>> Begin Supplied data
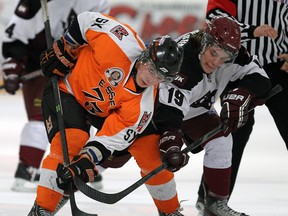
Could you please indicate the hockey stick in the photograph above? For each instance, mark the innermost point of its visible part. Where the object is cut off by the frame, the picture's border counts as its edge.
(113, 198)
(26, 77)
(59, 110)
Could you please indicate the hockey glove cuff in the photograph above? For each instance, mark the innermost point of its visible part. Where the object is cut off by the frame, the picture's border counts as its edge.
(235, 109)
(81, 166)
(170, 149)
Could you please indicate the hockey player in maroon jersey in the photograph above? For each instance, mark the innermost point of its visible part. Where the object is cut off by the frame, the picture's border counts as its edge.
(23, 42)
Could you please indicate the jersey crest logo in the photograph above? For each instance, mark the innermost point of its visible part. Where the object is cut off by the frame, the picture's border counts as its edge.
(114, 76)
(143, 121)
(180, 79)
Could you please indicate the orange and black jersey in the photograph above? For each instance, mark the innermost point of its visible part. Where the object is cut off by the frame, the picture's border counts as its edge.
(102, 83)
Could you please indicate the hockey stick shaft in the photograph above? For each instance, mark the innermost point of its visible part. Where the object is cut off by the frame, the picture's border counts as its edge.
(59, 110)
(113, 198)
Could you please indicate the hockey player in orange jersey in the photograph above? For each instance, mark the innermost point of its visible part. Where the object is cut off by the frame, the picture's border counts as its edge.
(107, 78)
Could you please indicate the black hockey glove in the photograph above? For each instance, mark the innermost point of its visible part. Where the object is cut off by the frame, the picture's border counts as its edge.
(235, 109)
(58, 60)
(81, 166)
(170, 149)
(12, 70)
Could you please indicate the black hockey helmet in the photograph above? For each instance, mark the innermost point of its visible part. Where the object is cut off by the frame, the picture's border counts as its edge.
(225, 33)
(165, 55)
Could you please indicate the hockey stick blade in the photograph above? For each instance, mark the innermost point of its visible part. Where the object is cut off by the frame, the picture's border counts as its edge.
(74, 209)
(113, 198)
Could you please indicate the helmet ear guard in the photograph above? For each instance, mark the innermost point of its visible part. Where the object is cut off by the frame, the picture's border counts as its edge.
(225, 33)
(165, 54)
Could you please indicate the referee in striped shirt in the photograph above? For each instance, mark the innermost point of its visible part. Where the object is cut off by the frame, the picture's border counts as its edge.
(264, 32)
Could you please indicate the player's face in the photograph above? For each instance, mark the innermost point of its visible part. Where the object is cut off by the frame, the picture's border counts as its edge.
(212, 58)
(147, 75)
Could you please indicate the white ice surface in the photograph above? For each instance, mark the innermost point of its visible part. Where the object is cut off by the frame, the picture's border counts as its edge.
(261, 189)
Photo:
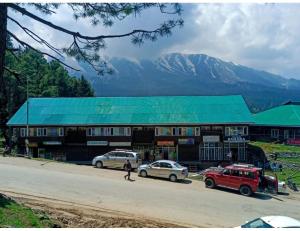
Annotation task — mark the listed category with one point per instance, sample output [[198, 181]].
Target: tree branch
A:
[[35, 37], [77, 34], [14, 73], [43, 53]]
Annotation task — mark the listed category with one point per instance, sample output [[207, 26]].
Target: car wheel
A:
[[245, 190], [209, 183], [99, 164], [173, 178], [143, 173]]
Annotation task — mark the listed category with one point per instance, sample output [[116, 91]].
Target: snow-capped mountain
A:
[[192, 74]]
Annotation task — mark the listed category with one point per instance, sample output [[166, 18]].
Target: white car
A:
[[164, 169], [272, 222]]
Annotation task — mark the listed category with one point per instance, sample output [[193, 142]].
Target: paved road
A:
[[187, 203]]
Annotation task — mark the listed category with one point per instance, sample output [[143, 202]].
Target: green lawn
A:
[[272, 148], [15, 215], [282, 176]]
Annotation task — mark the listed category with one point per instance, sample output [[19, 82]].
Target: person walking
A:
[[127, 166]]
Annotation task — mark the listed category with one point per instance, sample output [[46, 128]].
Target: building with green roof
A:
[[182, 128], [279, 123]]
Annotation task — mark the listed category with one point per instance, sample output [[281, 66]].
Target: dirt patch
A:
[[69, 215]]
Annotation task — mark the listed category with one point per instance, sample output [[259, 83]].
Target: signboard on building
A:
[[211, 139], [119, 144], [32, 145], [97, 143], [52, 142], [186, 141], [165, 143], [236, 139], [294, 141]]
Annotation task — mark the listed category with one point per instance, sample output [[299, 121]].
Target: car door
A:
[[223, 178], [118, 160], [235, 180], [165, 169], [154, 169], [110, 160]]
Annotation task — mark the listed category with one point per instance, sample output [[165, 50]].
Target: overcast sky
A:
[[262, 36]]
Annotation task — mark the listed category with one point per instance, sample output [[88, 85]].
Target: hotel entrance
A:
[[165, 150]]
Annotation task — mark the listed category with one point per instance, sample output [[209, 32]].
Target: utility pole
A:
[[27, 120]]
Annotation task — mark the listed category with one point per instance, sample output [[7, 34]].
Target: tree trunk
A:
[[3, 92]]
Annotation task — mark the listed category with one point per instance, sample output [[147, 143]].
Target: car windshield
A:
[[177, 165], [257, 223]]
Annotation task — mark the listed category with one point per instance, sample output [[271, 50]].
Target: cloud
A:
[[262, 36]]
>> End Supplied data
Set task:
Copy out only the lines from the line with "output [[281, 66]]." to the line with "169], [110, 160]]", both included, and add 101 to every coordinate in the answers.

Solution to the exercise:
Annotation task — mark the listed category with one point per instance, sample output [[281, 66]].
Target: dirt patch
A:
[[170, 316]]
Annotation task — mark the listed category with one point per instance, sample output [[259, 83]].
Target: signboard on building
A:
[[312, 240], [220, 245], [133, 246], [198, 244], [153, 243], [287, 242], [266, 244], [337, 240], [395, 242]]
Annotation task — mark the listed category with one point per instance, sample output [[299, 121]].
Target: car door
A:
[[324, 279], [219, 261], [336, 281], [266, 270], [255, 270], [211, 261]]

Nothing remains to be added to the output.